EXCERPTED DATA ->
◆ ◆ ◆ ◆ ◆ ◆ ◆
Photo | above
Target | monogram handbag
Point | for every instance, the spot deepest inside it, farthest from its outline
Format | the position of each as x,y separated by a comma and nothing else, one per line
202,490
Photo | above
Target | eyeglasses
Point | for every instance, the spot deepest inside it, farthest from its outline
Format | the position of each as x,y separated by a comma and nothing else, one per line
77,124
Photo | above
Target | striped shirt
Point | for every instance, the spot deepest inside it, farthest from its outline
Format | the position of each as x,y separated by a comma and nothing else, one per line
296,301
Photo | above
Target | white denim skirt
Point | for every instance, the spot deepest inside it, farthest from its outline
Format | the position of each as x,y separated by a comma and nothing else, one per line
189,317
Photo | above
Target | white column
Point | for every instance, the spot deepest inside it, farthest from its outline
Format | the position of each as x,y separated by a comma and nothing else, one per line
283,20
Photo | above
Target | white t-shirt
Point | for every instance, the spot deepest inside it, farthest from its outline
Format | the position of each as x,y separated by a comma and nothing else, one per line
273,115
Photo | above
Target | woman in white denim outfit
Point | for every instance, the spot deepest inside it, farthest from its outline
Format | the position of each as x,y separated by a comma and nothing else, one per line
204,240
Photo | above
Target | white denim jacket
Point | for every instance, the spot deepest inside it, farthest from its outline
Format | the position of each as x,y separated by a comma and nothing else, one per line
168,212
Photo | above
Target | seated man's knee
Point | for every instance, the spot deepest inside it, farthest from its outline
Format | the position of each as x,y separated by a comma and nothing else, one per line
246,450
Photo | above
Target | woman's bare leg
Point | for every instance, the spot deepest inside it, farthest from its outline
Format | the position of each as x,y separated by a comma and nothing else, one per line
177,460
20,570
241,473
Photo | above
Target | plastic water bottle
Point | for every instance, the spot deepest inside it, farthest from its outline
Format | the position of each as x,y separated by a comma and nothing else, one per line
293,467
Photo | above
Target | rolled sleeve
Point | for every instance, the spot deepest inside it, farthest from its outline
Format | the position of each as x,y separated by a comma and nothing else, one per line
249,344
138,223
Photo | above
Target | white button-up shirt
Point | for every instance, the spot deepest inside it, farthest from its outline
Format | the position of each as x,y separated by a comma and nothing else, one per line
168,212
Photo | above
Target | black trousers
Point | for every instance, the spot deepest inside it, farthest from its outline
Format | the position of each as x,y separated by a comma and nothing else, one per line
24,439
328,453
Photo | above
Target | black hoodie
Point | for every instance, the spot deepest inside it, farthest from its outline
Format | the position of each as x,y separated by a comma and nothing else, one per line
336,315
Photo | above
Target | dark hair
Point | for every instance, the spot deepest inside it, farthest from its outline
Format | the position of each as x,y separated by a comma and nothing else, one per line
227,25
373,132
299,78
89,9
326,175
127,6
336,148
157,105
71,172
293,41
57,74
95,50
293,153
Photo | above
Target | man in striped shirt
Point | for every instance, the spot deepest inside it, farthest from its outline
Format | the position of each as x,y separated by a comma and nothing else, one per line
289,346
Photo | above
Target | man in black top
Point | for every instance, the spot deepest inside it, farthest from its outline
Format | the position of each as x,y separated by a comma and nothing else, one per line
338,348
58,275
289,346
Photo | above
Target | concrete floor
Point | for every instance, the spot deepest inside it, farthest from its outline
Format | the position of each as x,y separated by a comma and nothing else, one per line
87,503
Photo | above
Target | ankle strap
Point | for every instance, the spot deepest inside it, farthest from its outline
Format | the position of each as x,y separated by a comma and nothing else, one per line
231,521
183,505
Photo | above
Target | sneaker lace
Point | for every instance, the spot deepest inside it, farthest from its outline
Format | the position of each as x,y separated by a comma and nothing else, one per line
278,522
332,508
◆ ◆ ◆ ◆ ◆ ◆ ◆
PROBLEM REQUIREMENTS -> What is needed is an exact transcription of every entry.

TASK SOLUTION ->
Photo | above
Target | monogram handbag
Point | for every instance, the spot deepest inside it, farthest from its outline
Format | the position of each as x,y separated by a comma and nothing else, one per line
202,490
Photo | above
Target | eyeglasses
Point | for every instance, the spot deepest inside it, farthest from its outline
Format | the position of each as x,y separated by a comma and nothing else, one per line
77,124
Photo | above
Target | striped shirt
Point | for every instance, the spot deepest inside it, farthest from its outline
Format | the position of each as x,y separated by a comma and nothing else, one per line
296,301
Photo | above
Target | white denim skirt
Point | for every instance, the spot deepest inside it, farthest from its outline
Format | the position of each as x,y separated by a comma and nothing else, one per line
189,317
Photo | above
Target | white column
Point | for every instance, the spot deepest inside it, farthest from its outline
Format | the position of each as x,y separated by a comma and nothing else, one per line
283,20
Photo | above
Target | white t-shirt
Point | for every instance, the spot deepest inside it, farthest from its outline
Format | the position of each as x,y separated by a comma and nothing else, one per line
273,115
Photo | above
Target | woman in white denim outfit
Point | for every instance, the spot deepest inside it, farthest from its outline
Format | the position of each as x,y separated by a comma and nothing else, one per line
204,240
Photo | above
Target | white denim jacket
Point | for every instance, the spot deepest inside it, farthest from its outline
Format | the position of each as x,y separated by a comma and nothing else, one per line
168,212
Photo | above
Target | seated man's knee
Point | for every instance, the spot deepest inside it, farthest from its outline
Format | the position of each as x,y separated by a comma and nothing else, one per line
246,450
Photo | above
Target | woman's bare leg
Point | for every instance, the spot deepest inside it, farthest from its outline
Format | the position of each as x,y separated by a comma and nothing else, one per line
177,460
20,570
241,473
Photo | above
Target | plastic water bottle
Point | for every instance, the spot deepest inside it, farthest from its outline
Format | the position of each as x,y separated by a comma and nothing else, one per line
293,467
Photo | above
Target | rolled sleeve
Point | for every instance, the spot deepest inside it, farthest from its outline
Format | the position of each as x,y separated by a comma and nothing else, one per line
249,344
138,223
Photo | above
Target | white button-up shirt
Point | for every instance, the spot deepest inside it, farthest from its outline
Format | the position of each as x,y separated by a comma and nothing else, one per line
168,212
Photo | above
Target | black trousers
Point | for every instance, the spot deepest inside it, farthest from its outline
Format | the position of each as x,y separated by a comma and nothing else, one per line
24,439
328,453
Photo | above
Target | black hoodie
Point | for every instance, the spot deepest inside it, farthest from its outline
Format | the position of each as x,y separated by a comma and nothing else, one per line
336,315
Photo | above
Target | dark hair
Point | for every instance, the spot deepest inside it, farthest from its outline
Format | the position of each as x,y separated by a comma and nothing else, one per line
227,25
373,132
299,78
89,9
326,175
127,6
336,148
157,105
71,172
293,41
57,74
95,50
293,153
Photo | above
Target | man in striped shirt
Point | for every instance, the spot deepest inside it, farthest from its outline
Format | the position of each as x,y separated by a comma and nothing else, one per line
289,346
Photo | above
Target | man in black top
Point | for every instance, the spot deepest inside it, farthest from its outline
Format | the position of each as x,y separated by a comma and nothing else, one per line
338,348
58,275
289,346
Photo | above
Target | concrete floor
Point | for every instance, the spot deepest inside it, farthest from its outline
Format | the position of each as x,y separated by a comma and nothing else, one per line
87,503
Photo | above
Target | ankle strap
Point | for every instance, the spot deepest inside it, farthest from its outline
Format | the position of each as x,y separated by a comma and nothing else, one per line
231,521
183,505
Photo | above
Target | sneaker lace
Point | for every instance, the spot deepest inside it, farthest from its outline
Format | the position of each as x,y separated by a comma and nothing else, one per line
278,522
332,508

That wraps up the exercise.